У меня с самого детства была очень близкая подружка Лариса. Мы жили в одном доме: она в коммунальной квартире на втором этаже, я на третьем. Наши мамы тоже дружили. В школу мы должны были идти вместе, но в разные классы. Меня записали в 1-г класс, а Ларису – в 1-в. Я по этому поводу была очень расстроена и даже немного поплакала. Мама отвлекла мое внимание тем, что надо начать готовиться к школе: купить новую форму, портфель, учебники, тетради, карандаши, ручки и еще массу нужных и интересных вещей. За лето мне предстояло отрастить волосы, чтобы пойти в школу с косичками. Короче говоря, предстояло очень интересное время, так что очень скоро я забыла про все свои обиды.

Ленинградская школа № 104

Первым делом мне была куплена форма: коричневое платье, черный и белый фартуки. Все покупалось на несколько размеров больше, « на вырост». Мама подкоротила форменное платье, на передниках сделала фигурные складочки. Форма сидела на мне как влитая. Платье были скромно украшено белым воротничком и манжетами. В те поры ношение воротника и манжетов было обязательным. В один из дней мы пошли в большой универмаг, где продавалось все необходимое для школьников. Мне купили большой коричневый портфель с несколькими отделениями, тетрадки в специальную линейку и клетку, простые и цветные карандаши, ручку, коробку с перьями, пенал, краски, альбом и еще много всяких мелочей. Все это богатство было помещено в портфель, и я с гордым видом вышагивала по улице, неся его своей руке. Мне казалось, что все прохожие на улице смотрят на меня с большим восхищением и одобрением. На самом деле, им, конечно, не было никакого дела до ребенка, тащившего тяжелый портфель.

Я - в первом классе с букварем

Мама сказала, что за учебниками мы должны идти в школьную библиотеку. Почему-то в то время учебники развозили по школам, где они выдавались ученикам соответствующих классов. Такой порядок распределения учебников оставался довольно долго. Незадолго перед началом учебного года мы Ларисой и наши мамы пошли наконец-то за первыми школьными книжками. В библиотеке толпился народ: старшие ребята пришли за учебниками сами, а малыши с родителями.

Собранные данные
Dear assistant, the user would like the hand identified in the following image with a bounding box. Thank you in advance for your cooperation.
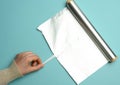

Задание
Подхватите воспоминания о сборах в первый класс и допишите их, начав сразу после последней фразы.

Ответ
Школа мне показалась огромным дворцом: большая, светлая, просторная. Уже позже я узнала, что ленинградская школа номер 104 была построена в 1930-32 годах по проекту архитектора В. Мунца, автора проектов многих школ нашего города. В главном трехэтажном корпусе на втором и третьем этажах были расположены классные комнаты, а на первом - кабинеты труда, слесарная и столярная мастерские, различные служебные помещения. Короткой галереей на столбах главный корпус был связан с двухэтажным крылом, в котором находились библиотека, столовая, пионерская комната. Важным элементом здания школы был параболический выступ на стыке корпусов. В нем размещались вестибюль и актовый зал. Следует добавить, что в главном корпусе были большие коридоры и рекреации, где было удобно прогуливаться или побегать во время переменок.

Но вернемся в библиотеку. Вот уже подошла наша очередь, и учительница вручила мне стопку моих первых учебников: букварь, родную речь, прописи, арифметику. Больше всего мне понравился букварь. Он был зеленого цвета и по формату больше других книг. Когда я его открыла, то с первой страницы на меня по-отечески тепло смотрел Иосиф Виссарионович Сталин. (Я уже знала, что в марте 1953 вождь всех народов скончался). Как же я была счастлива: скоро начнется мой первый учебный год, а у меня уже все есть для школы. В ночь на первое сентября я практически не спала, боялась. Что я могу опоздать в школу…

В первый погожий сентябрьский денек
Робко входил я под светлые своды.
Первый учебник и первый урок -
Так начинаются школьные годы.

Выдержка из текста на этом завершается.